> [Task brief]: Print exactly the lines from the one containing "If you could indicate the winding" through the last line of the listing, both included.
==============================
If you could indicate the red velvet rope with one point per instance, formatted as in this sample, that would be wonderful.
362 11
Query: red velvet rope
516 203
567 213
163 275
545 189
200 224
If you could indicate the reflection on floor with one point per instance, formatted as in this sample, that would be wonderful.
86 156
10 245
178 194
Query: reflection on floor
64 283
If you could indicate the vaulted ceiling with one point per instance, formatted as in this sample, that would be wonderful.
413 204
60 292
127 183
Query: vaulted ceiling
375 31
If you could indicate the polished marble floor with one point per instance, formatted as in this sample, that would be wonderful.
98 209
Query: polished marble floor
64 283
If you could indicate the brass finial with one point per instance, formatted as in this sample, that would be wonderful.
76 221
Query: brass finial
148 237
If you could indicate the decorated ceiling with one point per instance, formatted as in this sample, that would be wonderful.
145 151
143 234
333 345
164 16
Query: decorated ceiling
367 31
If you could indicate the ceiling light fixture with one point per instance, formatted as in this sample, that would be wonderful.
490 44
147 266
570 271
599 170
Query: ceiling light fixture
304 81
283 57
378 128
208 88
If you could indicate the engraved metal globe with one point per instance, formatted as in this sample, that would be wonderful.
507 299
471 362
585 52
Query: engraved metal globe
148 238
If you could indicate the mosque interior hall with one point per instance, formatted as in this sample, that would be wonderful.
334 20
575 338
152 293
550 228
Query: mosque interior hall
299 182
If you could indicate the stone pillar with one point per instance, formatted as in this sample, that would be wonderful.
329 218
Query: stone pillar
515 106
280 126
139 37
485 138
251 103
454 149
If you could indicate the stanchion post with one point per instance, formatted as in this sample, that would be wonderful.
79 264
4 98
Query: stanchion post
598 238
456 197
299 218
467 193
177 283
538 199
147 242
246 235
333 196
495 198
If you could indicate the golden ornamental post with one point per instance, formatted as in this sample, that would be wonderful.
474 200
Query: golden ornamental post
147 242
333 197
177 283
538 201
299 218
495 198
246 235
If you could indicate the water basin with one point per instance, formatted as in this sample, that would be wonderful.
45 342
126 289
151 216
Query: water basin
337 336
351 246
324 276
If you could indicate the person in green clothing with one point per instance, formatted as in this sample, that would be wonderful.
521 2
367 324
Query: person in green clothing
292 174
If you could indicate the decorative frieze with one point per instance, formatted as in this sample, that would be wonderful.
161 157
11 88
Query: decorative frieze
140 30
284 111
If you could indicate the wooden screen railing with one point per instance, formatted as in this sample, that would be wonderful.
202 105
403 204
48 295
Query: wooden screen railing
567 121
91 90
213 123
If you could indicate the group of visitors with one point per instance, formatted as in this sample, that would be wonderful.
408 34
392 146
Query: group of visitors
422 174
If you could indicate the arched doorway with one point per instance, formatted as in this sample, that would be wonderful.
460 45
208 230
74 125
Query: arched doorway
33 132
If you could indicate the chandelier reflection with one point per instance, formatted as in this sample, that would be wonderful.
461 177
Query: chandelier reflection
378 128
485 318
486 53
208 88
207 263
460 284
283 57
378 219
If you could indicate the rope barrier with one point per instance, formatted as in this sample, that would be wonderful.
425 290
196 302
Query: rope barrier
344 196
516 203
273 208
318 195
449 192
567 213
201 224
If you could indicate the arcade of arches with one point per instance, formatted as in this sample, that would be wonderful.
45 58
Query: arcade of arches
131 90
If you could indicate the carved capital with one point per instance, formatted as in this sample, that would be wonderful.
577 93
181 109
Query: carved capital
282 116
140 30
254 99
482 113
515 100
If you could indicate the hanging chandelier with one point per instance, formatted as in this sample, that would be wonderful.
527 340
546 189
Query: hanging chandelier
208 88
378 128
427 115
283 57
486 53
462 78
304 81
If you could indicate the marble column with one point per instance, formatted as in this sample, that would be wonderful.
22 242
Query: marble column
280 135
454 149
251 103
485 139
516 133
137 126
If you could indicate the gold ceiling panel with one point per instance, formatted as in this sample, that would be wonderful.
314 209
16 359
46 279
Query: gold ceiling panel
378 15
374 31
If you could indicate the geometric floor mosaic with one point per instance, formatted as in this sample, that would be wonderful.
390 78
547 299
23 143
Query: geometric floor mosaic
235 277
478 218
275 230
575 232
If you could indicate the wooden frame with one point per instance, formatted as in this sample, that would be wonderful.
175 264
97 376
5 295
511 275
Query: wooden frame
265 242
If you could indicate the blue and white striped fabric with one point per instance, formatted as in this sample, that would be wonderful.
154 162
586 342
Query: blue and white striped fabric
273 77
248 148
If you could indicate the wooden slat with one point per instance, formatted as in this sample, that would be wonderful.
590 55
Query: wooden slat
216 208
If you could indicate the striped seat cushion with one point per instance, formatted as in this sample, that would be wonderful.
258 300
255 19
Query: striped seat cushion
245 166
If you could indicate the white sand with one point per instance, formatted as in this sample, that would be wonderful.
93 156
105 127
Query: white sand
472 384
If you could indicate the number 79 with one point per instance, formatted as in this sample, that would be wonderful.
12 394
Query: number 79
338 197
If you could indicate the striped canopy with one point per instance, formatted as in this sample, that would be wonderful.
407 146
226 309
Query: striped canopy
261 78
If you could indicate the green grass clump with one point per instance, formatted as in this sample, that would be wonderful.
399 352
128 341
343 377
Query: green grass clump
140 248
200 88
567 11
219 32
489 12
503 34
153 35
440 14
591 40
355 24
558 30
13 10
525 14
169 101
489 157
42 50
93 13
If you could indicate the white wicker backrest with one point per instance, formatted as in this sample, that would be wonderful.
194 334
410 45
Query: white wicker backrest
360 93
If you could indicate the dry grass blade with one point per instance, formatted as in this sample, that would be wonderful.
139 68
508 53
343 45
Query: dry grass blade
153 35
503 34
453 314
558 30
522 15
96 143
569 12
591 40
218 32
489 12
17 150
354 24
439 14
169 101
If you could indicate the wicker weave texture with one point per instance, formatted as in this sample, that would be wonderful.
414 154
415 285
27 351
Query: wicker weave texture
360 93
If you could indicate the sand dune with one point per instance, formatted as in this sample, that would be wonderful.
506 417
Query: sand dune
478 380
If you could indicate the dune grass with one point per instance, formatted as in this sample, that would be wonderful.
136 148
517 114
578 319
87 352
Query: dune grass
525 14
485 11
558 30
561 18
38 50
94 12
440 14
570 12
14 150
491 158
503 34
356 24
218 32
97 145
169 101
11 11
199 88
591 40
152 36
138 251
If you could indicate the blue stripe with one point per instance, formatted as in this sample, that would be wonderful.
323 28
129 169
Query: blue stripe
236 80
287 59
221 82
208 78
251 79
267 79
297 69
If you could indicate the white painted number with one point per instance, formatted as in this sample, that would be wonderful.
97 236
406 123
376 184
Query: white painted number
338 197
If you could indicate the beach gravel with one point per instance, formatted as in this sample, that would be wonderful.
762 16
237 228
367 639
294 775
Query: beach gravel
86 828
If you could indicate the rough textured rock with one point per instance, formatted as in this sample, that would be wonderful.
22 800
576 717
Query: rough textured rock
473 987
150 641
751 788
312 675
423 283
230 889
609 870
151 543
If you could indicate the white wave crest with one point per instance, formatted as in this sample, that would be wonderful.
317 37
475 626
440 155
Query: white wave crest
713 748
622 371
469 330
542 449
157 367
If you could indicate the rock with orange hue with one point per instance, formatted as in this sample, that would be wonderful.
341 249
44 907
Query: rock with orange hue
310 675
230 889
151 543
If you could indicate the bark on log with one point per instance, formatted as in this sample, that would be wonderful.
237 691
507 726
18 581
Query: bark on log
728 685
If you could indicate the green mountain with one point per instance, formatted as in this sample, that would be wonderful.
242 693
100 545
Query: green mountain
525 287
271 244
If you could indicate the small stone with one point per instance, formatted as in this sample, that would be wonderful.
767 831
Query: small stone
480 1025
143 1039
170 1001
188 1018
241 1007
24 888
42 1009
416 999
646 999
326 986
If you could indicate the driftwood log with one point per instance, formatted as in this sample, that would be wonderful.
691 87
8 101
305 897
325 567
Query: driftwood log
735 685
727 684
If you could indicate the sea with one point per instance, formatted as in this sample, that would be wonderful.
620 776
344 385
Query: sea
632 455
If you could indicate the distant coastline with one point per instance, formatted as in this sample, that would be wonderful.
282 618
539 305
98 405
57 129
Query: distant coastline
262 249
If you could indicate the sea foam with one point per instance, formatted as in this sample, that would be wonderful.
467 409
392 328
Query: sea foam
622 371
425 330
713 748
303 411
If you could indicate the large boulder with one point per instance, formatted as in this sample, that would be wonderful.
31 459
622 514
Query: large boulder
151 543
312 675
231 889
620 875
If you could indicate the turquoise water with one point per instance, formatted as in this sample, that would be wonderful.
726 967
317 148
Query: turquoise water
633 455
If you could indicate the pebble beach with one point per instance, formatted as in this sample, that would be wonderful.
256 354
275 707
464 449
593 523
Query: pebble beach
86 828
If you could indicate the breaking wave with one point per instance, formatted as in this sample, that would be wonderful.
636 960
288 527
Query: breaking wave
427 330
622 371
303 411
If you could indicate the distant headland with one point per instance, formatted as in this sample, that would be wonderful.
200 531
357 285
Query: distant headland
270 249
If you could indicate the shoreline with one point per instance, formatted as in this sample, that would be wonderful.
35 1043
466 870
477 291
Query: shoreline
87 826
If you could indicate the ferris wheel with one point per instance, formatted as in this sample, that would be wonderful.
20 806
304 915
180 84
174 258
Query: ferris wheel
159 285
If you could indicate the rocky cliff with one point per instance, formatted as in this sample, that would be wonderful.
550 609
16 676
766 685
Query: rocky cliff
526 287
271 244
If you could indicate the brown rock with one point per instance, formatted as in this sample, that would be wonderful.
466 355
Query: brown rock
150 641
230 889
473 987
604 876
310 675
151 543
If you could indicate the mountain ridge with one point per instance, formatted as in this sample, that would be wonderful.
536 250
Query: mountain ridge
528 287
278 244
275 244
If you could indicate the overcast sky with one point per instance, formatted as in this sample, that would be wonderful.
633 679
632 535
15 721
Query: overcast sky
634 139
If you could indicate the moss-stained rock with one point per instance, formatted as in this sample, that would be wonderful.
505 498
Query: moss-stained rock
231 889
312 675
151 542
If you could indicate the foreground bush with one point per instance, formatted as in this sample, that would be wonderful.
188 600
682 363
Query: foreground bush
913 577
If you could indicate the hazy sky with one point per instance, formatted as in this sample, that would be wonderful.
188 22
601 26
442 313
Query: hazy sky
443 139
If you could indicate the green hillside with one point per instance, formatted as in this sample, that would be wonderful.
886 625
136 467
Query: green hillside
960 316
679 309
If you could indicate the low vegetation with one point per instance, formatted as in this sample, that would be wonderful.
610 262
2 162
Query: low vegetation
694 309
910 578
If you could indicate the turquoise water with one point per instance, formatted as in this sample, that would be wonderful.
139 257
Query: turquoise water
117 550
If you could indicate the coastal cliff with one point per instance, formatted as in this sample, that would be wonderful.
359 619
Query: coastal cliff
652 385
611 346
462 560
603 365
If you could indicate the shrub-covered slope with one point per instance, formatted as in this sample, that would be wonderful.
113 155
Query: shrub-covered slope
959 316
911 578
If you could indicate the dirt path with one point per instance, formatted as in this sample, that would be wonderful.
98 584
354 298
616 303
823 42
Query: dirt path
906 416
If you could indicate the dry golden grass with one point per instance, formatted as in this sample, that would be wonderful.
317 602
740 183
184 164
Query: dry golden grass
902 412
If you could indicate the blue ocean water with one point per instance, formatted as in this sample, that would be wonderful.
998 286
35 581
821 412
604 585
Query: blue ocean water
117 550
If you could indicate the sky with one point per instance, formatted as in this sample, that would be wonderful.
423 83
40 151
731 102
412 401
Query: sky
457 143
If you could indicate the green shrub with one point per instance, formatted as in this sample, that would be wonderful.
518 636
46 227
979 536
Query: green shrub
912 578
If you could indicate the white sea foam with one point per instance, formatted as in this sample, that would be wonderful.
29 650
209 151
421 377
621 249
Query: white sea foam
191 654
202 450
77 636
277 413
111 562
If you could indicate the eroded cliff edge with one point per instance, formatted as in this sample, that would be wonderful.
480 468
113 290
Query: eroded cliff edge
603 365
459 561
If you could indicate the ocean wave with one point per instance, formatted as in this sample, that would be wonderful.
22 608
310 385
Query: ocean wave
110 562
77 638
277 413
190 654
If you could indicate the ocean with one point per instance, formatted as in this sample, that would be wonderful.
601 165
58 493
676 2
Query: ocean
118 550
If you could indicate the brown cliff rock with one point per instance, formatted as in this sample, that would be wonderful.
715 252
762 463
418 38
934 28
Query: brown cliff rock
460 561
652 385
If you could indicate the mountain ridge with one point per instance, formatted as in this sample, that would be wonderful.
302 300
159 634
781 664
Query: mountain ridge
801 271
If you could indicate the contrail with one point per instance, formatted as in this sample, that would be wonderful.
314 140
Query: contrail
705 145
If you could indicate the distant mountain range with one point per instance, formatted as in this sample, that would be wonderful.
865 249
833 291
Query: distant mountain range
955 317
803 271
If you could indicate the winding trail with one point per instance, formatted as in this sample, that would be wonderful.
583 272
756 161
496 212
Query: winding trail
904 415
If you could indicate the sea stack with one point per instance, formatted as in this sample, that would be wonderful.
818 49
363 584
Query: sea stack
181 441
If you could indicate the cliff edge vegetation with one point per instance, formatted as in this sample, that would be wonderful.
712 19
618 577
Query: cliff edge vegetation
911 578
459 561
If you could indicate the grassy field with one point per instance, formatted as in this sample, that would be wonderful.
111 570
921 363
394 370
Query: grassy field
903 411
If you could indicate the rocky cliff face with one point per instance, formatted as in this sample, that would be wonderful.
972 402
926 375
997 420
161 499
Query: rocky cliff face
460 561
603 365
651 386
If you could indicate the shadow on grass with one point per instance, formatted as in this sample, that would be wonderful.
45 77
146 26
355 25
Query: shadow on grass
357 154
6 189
==============================
> [Output of the exercise]:
If you could indicate the winding trail with one point per instance, formatted as in this sample, that would be wonderful.
583 272
756 161
496 212
Query: winding trail
904 415
If you could indicate the sea stack with one point per instance, formatted as in this sample, that would be wonderful.
818 49
363 584
Query: sea stack
181 441
If you could indicate the cliff edge vegetation with one point per instance, formatted as in this sample, that would be wonderful.
712 19
618 577
Query: cliff edge vegetation
911 578
459 561
If you could indicate the grassy field with one point per instance, formatted as in this sample, that would be wonderful.
111 570
921 363
394 370
Query: grassy field
903 411
If you could indicate the rocky cliff face with one point per instance, formatted as in this sample, that would be wonderful.
972 402
926 375
997 420
161 499
Query: rocky cliff face
460 561
603 365
651 386
If you could indicate the shadow on grass with one point per instance, formatted as in this sample, that would be wonderful.
45 77
146 26
355 25
Query: shadow on grass
357 154
6 189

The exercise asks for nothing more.